# START OF DATA FOR THIS EXERCISE

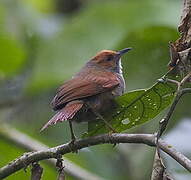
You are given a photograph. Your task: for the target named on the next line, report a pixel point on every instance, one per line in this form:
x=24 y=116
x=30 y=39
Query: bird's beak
x=123 y=51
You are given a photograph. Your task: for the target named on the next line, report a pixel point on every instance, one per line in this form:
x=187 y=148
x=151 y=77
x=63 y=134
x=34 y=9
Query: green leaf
x=12 y=56
x=96 y=28
x=135 y=108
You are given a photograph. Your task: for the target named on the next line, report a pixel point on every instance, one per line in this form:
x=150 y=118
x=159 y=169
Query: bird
x=91 y=91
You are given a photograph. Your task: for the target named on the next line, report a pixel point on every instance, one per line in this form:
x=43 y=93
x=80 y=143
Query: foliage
x=62 y=45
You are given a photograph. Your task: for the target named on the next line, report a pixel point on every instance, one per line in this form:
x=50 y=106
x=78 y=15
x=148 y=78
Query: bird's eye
x=109 y=58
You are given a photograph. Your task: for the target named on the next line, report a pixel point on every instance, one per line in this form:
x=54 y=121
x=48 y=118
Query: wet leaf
x=135 y=108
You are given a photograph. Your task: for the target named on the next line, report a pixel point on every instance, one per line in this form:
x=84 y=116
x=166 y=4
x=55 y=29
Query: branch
x=30 y=144
x=148 y=139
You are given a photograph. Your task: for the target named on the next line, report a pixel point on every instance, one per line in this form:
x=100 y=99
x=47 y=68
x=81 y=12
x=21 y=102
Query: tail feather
x=64 y=114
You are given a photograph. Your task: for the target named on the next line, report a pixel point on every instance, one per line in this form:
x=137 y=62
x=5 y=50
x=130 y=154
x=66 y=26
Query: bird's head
x=108 y=59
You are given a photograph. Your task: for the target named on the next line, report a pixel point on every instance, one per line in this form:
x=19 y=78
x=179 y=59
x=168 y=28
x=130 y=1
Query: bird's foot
x=72 y=145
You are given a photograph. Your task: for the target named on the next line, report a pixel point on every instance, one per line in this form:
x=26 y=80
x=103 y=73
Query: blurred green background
x=44 y=42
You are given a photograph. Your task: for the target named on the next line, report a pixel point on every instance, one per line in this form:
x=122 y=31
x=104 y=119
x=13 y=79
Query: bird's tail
x=64 y=114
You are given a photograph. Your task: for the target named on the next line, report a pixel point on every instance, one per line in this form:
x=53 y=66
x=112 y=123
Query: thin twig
x=148 y=139
x=24 y=141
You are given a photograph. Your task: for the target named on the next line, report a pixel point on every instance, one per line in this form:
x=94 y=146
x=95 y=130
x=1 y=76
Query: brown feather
x=64 y=114
x=80 y=87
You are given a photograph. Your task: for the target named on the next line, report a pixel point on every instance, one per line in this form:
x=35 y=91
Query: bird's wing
x=64 y=114
x=81 y=87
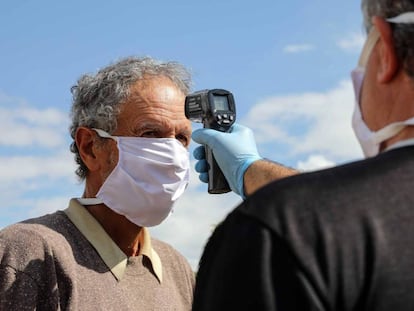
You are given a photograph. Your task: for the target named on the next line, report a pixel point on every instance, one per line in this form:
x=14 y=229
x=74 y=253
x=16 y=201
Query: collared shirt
x=111 y=254
x=401 y=143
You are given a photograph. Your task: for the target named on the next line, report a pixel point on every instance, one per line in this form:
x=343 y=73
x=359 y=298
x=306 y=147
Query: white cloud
x=298 y=48
x=23 y=126
x=22 y=168
x=353 y=42
x=314 y=126
x=308 y=123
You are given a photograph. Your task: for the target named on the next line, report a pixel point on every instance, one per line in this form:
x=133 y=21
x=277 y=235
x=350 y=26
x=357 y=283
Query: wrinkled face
x=155 y=109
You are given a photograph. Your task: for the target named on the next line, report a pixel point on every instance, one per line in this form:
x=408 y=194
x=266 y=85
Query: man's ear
x=388 y=64
x=85 y=139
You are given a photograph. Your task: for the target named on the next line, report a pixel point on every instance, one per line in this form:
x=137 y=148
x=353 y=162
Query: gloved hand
x=234 y=152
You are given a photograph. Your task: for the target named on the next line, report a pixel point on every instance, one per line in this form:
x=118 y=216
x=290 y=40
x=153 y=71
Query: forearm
x=262 y=172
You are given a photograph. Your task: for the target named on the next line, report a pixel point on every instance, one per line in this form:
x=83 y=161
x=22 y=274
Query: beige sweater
x=47 y=264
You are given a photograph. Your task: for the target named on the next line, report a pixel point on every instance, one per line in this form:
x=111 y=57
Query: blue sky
x=286 y=62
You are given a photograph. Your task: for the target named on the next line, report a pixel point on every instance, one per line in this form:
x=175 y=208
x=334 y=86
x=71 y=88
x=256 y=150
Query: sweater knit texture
x=47 y=264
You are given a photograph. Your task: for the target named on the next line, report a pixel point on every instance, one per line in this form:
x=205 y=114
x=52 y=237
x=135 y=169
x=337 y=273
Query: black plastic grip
x=217 y=183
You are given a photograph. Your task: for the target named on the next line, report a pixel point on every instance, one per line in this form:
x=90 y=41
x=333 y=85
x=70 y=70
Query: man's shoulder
x=171 y=258
x=165 y=250
x=332 y=196
x=35 y=234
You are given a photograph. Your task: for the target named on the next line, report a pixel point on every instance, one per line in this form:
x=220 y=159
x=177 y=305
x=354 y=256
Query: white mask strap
x=89 y=201
x=404 y=18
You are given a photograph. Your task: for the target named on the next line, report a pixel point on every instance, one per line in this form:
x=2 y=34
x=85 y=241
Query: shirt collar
x=111 y=254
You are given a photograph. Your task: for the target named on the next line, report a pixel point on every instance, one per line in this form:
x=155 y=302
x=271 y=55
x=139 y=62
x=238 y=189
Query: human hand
x=234 y=152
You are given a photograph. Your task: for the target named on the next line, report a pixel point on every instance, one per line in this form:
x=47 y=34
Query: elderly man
x=130 y=141
x=336 y=239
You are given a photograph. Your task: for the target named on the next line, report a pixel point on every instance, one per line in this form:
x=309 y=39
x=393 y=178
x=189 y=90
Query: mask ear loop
x=372 y=39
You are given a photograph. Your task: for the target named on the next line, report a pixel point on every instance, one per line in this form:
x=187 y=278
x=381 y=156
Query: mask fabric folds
x=151 y=174
x=370 y=141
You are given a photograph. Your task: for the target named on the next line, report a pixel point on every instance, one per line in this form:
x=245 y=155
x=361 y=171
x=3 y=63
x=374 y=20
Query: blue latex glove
x=234 y=152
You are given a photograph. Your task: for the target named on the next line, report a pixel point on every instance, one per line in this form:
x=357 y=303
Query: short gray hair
x=403 y=33
x=97 y=98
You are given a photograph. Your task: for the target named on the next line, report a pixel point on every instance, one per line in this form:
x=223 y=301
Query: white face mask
x=151 y=174
x=370 y=141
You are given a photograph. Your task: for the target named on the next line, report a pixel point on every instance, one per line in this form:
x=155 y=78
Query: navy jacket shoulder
x=335 y=239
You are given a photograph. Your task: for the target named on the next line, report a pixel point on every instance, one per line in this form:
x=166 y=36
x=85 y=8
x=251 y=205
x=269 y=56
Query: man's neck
x=123 y=232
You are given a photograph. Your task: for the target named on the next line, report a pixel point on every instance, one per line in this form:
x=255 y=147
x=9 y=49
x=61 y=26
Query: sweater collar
x=111 y=254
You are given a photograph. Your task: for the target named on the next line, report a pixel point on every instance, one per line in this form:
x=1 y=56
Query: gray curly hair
x=97 y=98
x=403 y=33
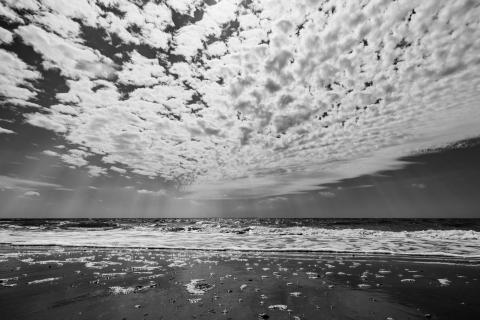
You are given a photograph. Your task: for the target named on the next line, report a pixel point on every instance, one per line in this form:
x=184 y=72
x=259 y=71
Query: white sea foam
x=261 y=238
x=44 y=280
x=444 y=282
x=121 y=290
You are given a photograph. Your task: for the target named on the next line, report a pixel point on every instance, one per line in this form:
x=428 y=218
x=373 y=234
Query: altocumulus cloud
x=250 y=99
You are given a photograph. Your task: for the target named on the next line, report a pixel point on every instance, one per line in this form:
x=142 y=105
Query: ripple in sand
x=44 y=280
x=121 y=290
x=444 y=282
x=280 y=307
x=198 y=286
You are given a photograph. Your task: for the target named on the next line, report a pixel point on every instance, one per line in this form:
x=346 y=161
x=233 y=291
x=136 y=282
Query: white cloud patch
x=160 y=192
x=21 y=184
x=327 y=194
x=6 y=131
x=31 y=194
x=273 y=98
x=74 y=60
x=5 y=36
x=15 y=79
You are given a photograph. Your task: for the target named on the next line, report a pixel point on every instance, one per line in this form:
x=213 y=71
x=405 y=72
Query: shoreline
x=124 y=283
x=352 y=254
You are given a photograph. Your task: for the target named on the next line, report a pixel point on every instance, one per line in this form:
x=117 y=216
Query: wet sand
x=98 y=283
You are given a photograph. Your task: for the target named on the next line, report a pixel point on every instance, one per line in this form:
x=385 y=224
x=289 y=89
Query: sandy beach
x=102 y=283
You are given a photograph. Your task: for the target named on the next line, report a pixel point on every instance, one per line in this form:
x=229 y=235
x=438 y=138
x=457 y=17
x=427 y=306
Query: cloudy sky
x=239 y=108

# END OF DATA FOR THIS EXERCISE

> OBJECTIVE
Please identify every line in the items above that contains the string "green", matching case exactly, and copy each of those lines out in full.

> RESULT FOR THIS EXERCISE
Query: green leaf
Query: blurred green background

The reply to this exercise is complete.